> Exercise goal
Below is some material; transcribe all of it exactly.

> Input records
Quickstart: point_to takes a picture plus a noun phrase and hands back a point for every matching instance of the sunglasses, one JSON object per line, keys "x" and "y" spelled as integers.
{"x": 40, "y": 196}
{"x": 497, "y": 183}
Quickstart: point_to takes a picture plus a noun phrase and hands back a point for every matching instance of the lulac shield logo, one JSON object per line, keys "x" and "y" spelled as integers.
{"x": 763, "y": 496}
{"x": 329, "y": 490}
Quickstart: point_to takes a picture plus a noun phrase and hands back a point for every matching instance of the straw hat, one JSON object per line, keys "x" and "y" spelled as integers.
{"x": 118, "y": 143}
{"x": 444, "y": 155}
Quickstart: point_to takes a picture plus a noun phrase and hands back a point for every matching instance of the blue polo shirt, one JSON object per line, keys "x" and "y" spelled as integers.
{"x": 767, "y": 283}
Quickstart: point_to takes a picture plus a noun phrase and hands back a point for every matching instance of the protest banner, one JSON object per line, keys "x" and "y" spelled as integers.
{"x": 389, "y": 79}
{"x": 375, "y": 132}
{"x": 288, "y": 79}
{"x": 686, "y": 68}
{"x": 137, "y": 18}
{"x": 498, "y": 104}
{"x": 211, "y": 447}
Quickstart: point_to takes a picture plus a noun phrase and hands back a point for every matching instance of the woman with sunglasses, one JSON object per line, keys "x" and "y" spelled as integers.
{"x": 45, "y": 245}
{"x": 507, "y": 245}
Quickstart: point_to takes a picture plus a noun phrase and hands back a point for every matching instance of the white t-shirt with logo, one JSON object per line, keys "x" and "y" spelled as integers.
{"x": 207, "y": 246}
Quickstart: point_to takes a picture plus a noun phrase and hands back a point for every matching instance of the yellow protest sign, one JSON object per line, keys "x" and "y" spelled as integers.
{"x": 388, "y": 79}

> Reply to the exercise
Quickstart: point_to takes a picture plus a noun phrase and hands back a point for every matching instance of the sunglasses, one JSON object per line, keys "x" and "y" spelled as integers.
{"x": 40, "y": 196}
{"x": 497, "y": 183}
Quickstart: point_to takes a picture plus a noun phrase and hands back a point for every matching instance of the lulac shield logo, one JSON object per line, keys "x" and "y" spelled as integers.
{"x": 763, "y": 496}
{"x": 329, "y": 490}
Quickstart: point_to takes a picture plus a noun phrase and hands back a point for every matching instance of the straw hat, one JSON object per line, keys "x" and "y" spelled as integers.
{"x": 118, "y": 143}
{"x": 444, "y": 155}
Quickstart: point_to takes a picture plus a noun phrase and hands back a point for every matching instance of the blue polo shirt, one JSON object per line, keys "x" and "y" spelled as integers.
{"x": 767, "y": 283}
Quickstart: point_to takes a picture plus a noun phrase and hands back a point for every matching instance of the protest banner, one JSON object per line, keys "x" and "y" spelled as integers.
{"x": 389, "y": 79}
{"x": 375, "y": 132}
{"x": 288, "y": 79}
{"x": 686, "y": 68}
{"x": 137, "y": 18}
{"x": 498, "y": 104}
{"x": 211, "y": 447}
Quickstart: point_to takes a picture plus a noun phrase and hands back a point for every matching instance of the woman with sunglasses, one JSON object per line, keys "x" and "y" spelled as integers.
{"x": 45, "y": 245}
{"x": 507, "y": 245}
Quickstart: point_to takes a picture plus a noun phrase and hands back a point for every matching instance of the white t-shirt with logo, one JSON object per line, keys "x" and "y" spelled as integers.
{"x": 207, "y": 246}
Quickstart: point_to takes a picture plus a noun phrase and hands back a point for every matching instance of the yellow protest sign, one JSON object per line, keys "x" and "y" spelled as integers.
{"x": 388, "y": 79}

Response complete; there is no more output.